→ **About this exercise**
The answer must consist of each line of the records below that contains the string "bottle".

→ **Data records**
════════

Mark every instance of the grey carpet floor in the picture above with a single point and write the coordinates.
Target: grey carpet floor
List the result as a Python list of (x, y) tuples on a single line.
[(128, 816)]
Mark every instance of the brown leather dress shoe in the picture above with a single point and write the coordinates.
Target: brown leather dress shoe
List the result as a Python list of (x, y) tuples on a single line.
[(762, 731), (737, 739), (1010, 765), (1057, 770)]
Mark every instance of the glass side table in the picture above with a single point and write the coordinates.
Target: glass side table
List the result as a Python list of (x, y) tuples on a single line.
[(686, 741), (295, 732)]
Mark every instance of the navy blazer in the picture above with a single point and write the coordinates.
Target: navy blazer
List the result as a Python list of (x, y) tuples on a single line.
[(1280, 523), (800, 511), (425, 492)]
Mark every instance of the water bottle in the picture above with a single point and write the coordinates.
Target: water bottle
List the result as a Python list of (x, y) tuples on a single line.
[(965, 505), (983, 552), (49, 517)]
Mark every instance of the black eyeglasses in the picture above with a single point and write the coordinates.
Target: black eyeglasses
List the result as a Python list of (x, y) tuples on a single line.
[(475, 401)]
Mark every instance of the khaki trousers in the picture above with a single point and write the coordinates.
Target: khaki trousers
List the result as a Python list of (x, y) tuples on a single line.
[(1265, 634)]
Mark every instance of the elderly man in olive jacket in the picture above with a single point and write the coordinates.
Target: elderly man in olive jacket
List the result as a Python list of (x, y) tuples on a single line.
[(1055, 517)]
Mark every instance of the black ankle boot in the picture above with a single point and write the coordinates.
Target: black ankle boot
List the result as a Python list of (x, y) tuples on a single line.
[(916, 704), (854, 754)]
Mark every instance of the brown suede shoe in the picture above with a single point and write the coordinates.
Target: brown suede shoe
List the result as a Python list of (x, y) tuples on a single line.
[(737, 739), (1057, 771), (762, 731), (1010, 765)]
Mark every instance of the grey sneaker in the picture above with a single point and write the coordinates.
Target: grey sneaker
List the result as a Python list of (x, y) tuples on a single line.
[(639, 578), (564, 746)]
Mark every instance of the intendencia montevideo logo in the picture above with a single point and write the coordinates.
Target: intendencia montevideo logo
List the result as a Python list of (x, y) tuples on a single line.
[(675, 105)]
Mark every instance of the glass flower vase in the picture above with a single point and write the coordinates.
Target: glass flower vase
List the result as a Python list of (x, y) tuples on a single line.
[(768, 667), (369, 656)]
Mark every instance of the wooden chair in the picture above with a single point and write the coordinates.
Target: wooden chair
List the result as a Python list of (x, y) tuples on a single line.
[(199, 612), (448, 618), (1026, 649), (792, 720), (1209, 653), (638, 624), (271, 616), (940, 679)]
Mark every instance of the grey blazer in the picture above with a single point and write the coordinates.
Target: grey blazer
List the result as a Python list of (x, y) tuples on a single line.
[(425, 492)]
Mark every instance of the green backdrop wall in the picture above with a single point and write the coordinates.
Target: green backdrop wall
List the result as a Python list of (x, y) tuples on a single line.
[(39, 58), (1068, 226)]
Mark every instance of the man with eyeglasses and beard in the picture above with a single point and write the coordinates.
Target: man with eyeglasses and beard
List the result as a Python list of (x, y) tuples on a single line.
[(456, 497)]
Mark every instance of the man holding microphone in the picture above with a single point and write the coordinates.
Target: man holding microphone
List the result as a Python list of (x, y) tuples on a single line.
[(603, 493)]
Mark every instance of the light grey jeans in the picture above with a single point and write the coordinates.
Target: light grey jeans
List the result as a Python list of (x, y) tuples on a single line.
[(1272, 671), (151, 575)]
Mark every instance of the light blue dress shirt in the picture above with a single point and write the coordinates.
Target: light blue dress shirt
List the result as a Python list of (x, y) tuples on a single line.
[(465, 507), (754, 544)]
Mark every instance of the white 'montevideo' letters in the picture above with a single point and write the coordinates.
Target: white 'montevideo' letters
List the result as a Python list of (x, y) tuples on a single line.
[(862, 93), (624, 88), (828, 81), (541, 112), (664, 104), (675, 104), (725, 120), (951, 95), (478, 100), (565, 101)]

════════

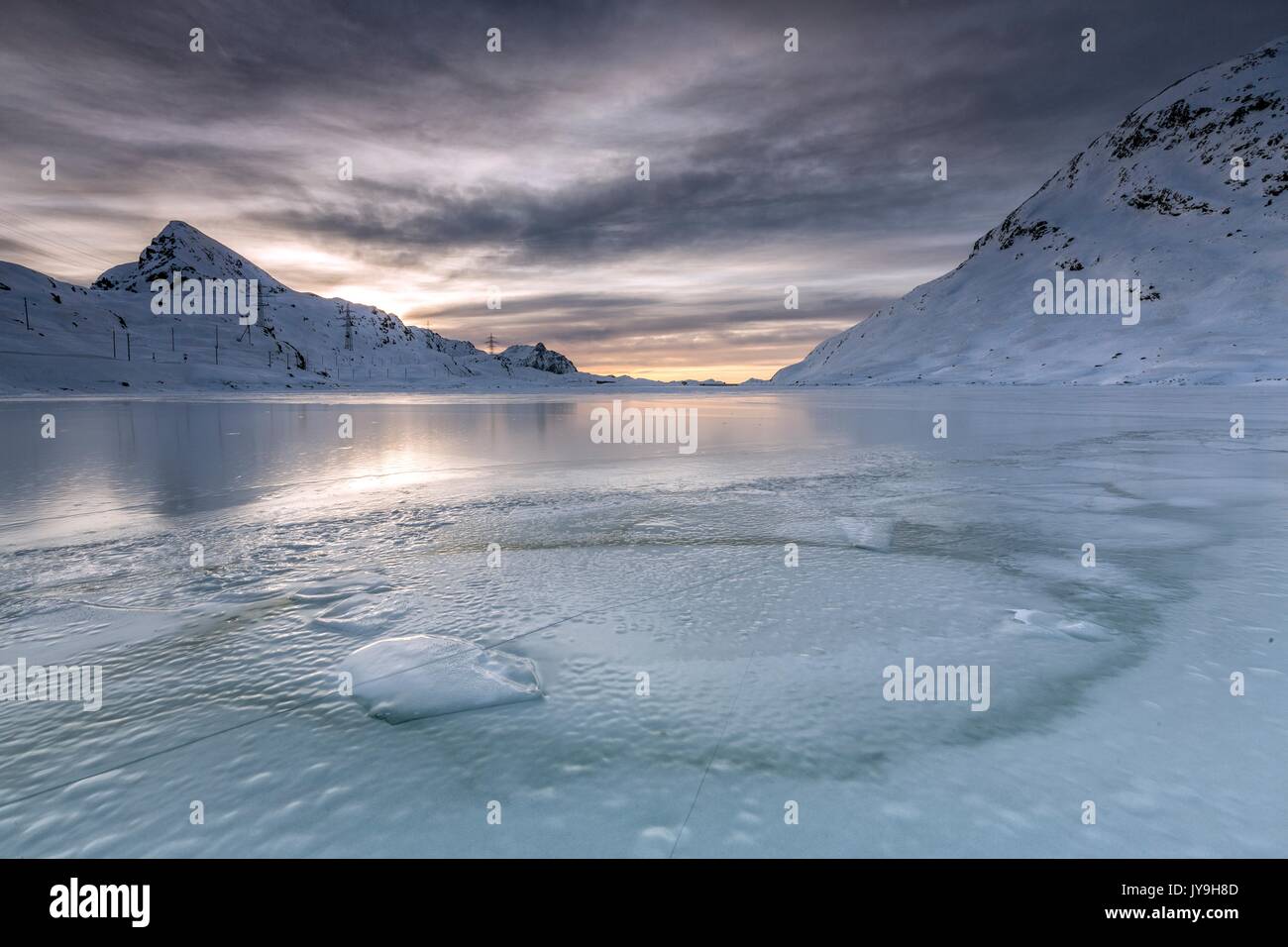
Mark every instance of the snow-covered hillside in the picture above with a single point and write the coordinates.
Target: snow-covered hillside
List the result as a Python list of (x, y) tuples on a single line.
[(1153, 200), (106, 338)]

════════

→ **Task response**
Mark every instance of the water bottle in the picture above with a single point and write the coordinates.
Target: water bottle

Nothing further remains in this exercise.